** Start of Document section **

Impact of SEC insider trading rules on executive compensation arrangements.
Exemption for option exercises
The exercise of a stock option is not considered a "purchase" under the Section 16 liability provisions, although the exercise remains subject to the Section 16 reporting provisions. The SEC reasoned that the grant of an option is a purchase, while the exercise merely changes the form of ownership from indirect to direct.
For tax purposes, taxable income from the exercise of a non-qualified option must now be recognized at the exercise date. Sec. 83(c)(3) no longer delays income recognition for six months, because there is no longer a substantial risk of forfeiture. Likewise, for incentive stock options (ISOs), the alternative minimum tax adjustment (Sec. 56(b)(3)) is measured at the exercise date (rather than six months later).

** End of Document section **

Exercise 1 :: List every section number that the passage on SEC insider trading rules and executive compensation cites.
Exercise 2 ::
Decide whether each statement agrees with the passage on SEC insider trading rules and executive compensation. Answer yes or no and quote the words that settle it.
(a) Exercising a stock option counts as a purchase under the Section 16 liability provisions.
(b) The SEC treats the grant of an option as a purchase.
(c) For incentive stock options, the alternative minimum tax adjustment is measured six months after exercise.
Exercise 3 :: Carry on the passage on SEC insider trading rules and executive compensation from its last sentence.

** Start of Records **

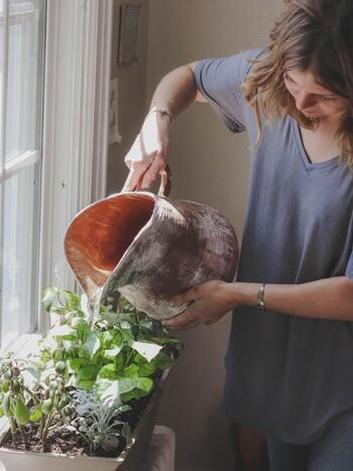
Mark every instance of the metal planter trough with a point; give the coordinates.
(131, 459)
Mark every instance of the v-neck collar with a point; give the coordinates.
(305, 158)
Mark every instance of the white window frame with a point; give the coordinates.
(75, 135)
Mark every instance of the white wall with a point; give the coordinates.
(209, 165)
(132, 95)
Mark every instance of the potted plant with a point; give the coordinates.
(88, 396)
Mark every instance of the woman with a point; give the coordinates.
(290, 354)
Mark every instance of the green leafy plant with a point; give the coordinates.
(93, 366)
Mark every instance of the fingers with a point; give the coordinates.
(152, 172)
(131, 181)
(182, 321)
(186, 297)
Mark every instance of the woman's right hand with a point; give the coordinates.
(148, 154)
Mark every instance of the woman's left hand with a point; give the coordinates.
(210, 301)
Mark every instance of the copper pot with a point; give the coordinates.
(149, 248)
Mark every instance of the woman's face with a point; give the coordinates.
(311, 98)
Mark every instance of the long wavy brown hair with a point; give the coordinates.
(315, 35)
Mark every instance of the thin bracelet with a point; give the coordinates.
(261, 297)
(155, 109)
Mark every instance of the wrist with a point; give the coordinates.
(160, 111)
(245, 294)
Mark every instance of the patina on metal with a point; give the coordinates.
(149, 248)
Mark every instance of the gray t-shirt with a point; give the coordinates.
(286, 375)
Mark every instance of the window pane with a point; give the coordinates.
(21, 92)
(20, 253)
(24, 86)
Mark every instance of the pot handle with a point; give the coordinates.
(166, 181)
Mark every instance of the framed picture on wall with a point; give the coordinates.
(128, 32)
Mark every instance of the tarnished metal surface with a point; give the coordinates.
(149, 248)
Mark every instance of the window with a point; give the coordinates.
(22, 32)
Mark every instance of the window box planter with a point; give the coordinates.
(86, 395)
(131, 459)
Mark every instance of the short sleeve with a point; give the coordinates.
(220, 81)
(349, 268)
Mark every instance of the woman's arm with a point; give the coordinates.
(330, 298)
(148, 154)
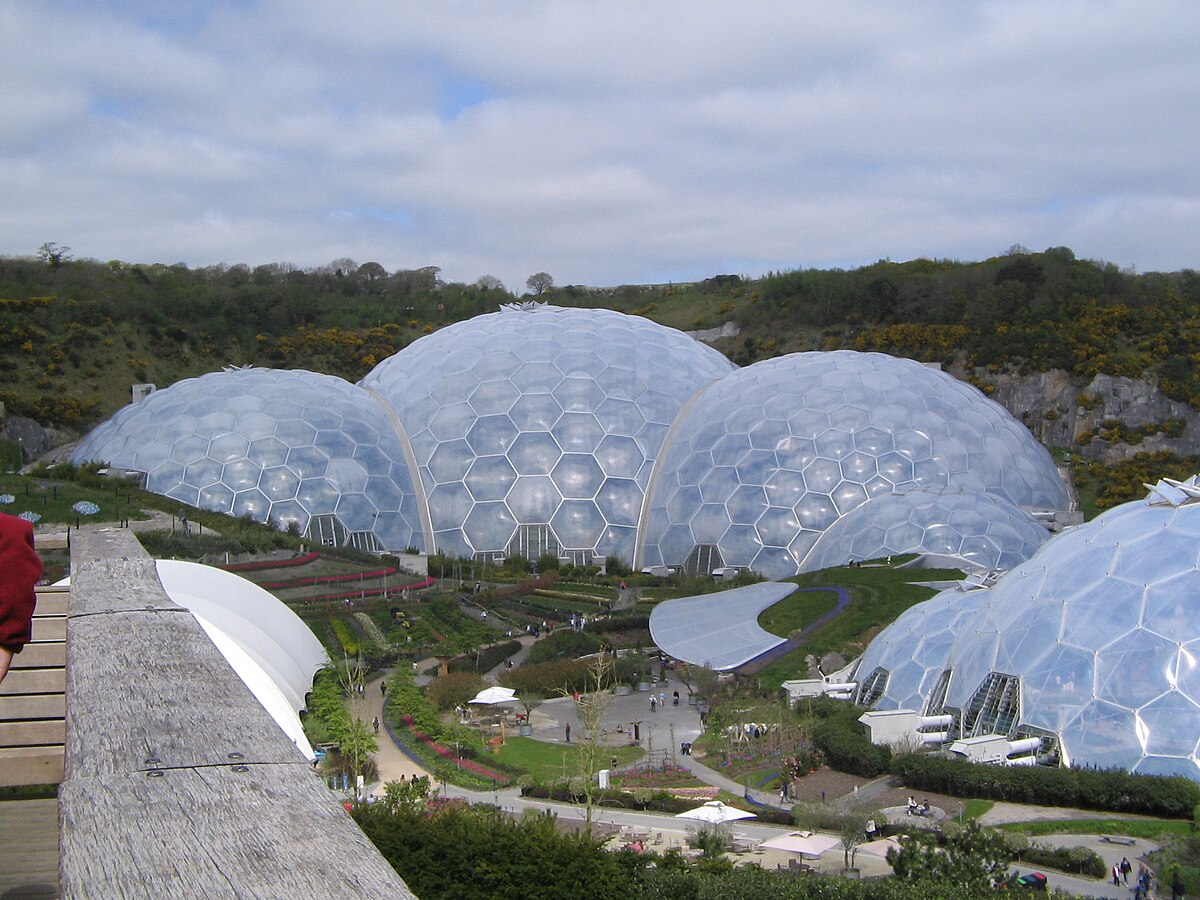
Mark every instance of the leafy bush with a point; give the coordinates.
(551, 679)
(564, 645)
(839, 737)
(1113, 790)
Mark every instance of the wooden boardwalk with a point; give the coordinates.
(29, 850)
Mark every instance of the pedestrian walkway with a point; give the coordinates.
(394, 765)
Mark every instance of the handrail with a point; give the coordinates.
(177, 781)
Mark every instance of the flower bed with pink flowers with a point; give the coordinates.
(271, 563)
(328, 579)
(371, 592)
(447, 754)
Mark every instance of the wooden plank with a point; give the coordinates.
(52, 604)
(35, 681)
(34, 732)
(41, 655)
(39, 706)
(178, 781)
(49, 628)
(30, 766)
(29, 864)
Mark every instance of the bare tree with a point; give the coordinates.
(540, 282)
(592, 708)
(55, 256)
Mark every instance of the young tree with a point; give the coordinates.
(592, 707)
(55, 256)
(540, 282)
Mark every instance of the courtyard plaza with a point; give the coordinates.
(659, 832)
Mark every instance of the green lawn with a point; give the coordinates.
(797, 611)
(53, 501)
(1147, 828)
(879, 594)
(551, 762)
(973, 809)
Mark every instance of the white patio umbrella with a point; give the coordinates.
(804, 843)
(492, 696)
(715, 813)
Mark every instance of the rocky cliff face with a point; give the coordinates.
(1062, 409)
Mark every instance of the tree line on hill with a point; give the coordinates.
(1021, 311)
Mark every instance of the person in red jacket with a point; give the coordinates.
(19, 570)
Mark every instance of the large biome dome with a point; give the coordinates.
(535, 429)
(301, 449)
(1093, 645)
(769, 459)
(589, 433)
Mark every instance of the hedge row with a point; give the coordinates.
(486, 659)
(1109, 790)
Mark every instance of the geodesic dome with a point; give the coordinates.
(292, 447)
(976, 529)
(901, 666)
(1093, 642)
(535, 429)
(766, 460)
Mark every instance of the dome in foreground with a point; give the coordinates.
(1095, 643)
(535, 429)
(765, 461)
(291, 447)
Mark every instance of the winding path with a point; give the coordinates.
(797, 640)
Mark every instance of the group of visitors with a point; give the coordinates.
(918, 809)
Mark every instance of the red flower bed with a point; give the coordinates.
(444, 753)
(328, 579)
(271, 563)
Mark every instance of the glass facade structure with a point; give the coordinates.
(769, 459)
(1099, 628)
(591, 433)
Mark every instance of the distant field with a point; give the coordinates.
(52, 501)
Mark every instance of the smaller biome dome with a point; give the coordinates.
(969, 531)
(765, 461)
(295, 448)
(1095, 642)
(535, 429)
(900, 669)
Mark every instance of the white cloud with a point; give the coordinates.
(603, 142)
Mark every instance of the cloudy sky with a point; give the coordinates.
(603, 142)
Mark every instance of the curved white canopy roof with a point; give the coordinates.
(269, 647)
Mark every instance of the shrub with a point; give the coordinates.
(1113, 790)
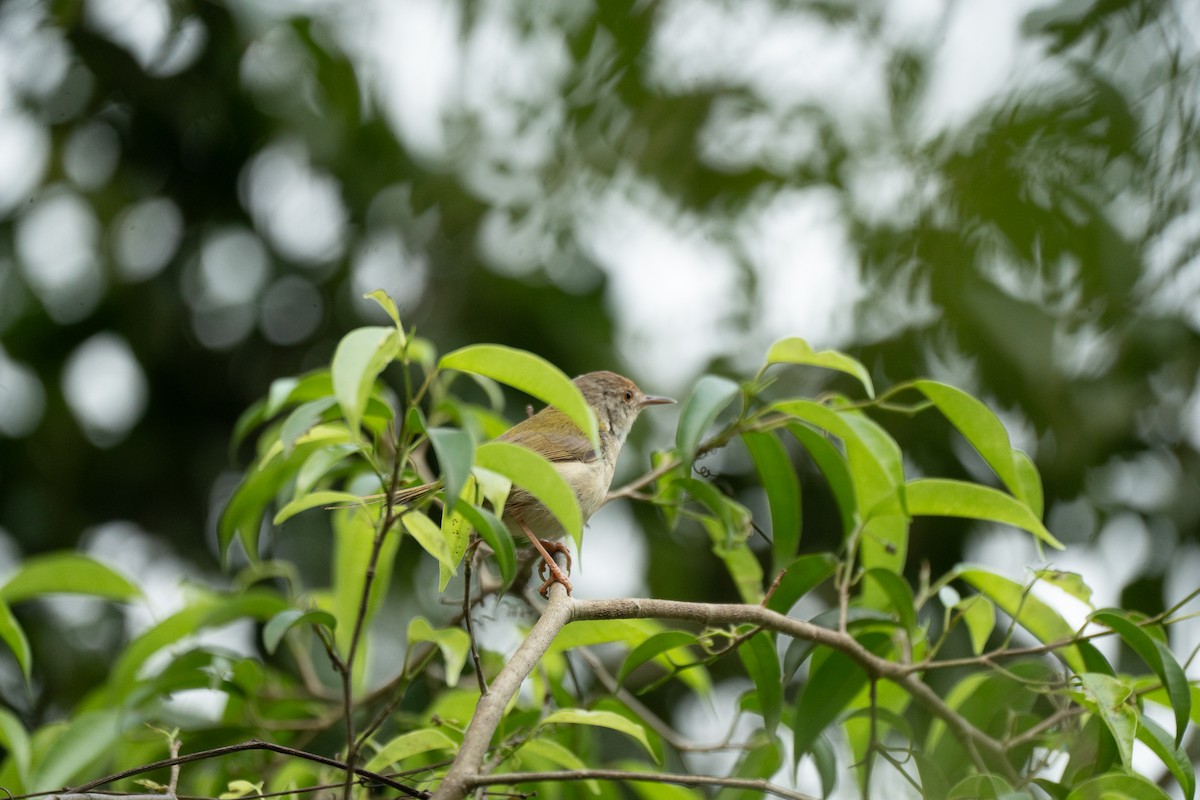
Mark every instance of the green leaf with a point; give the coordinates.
(833, 465)
(899, 593)
(1114, 702)
(318, 464)
(1031, 482)
(406, 745)
(652, 648)
(803, 575)
(783, 493)
(982, 428)
(982, 787)
(83, 741)
(1158, 657)
(429, 535)
(761, 661)
(15, 741)
(556, 753)
(797, 350)
(389, 307)
(1173, 756)
(945, 498)
(201, 613)
(1069, 582)
(708, 398)
(15, 637)
(1036, 617)
(455, 451)
(359, 359)
(1114, 786)
(66, 573)
(283, 621)
(453, 642)
(833, 684)
(354, 539)
(301, 420)
(531, 374)
(601, 720)
(317, 499)
(825, 758)
(538, 476)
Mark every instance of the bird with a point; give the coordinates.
(616, 402)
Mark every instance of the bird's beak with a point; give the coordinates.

** End of Records **

Reply 1 :: Section 16, Sec. 83(c)(3), Sec. 56(b)(3)

Reply 2 ::
(a) No: "The exercise of a stock option is not considered a "purchase" under the Section 16 liability provisions"
(b) Yes: "the grant of an option is a purchase"
(c) No: "is measured at the exercise date (rather than six months later)"

Reply 3 ::
The timing of the income recognition is unclear, however, if an insider makes a separate, nonexempt purchase within six months of an option exercise. For example, assume an insider makes an open-market purchase of company stock on June 1, 1991 and exercises a nonqualified stock option on June 2, 1991. Due to the Section 16(b) liability provisions, the insider would be unable to sell the stock acquired from the option exercise until six months after the June 1 purchase (i.e., Nov. 30, 1991). However, based on Regs. Sec. 1.83-3(j)(2), Example (3), it would appear that the insider is taxed on the option spread on June 2, 1991. Similarly, the tax preference on an ISO exercise would also be measured on June 2, 1991.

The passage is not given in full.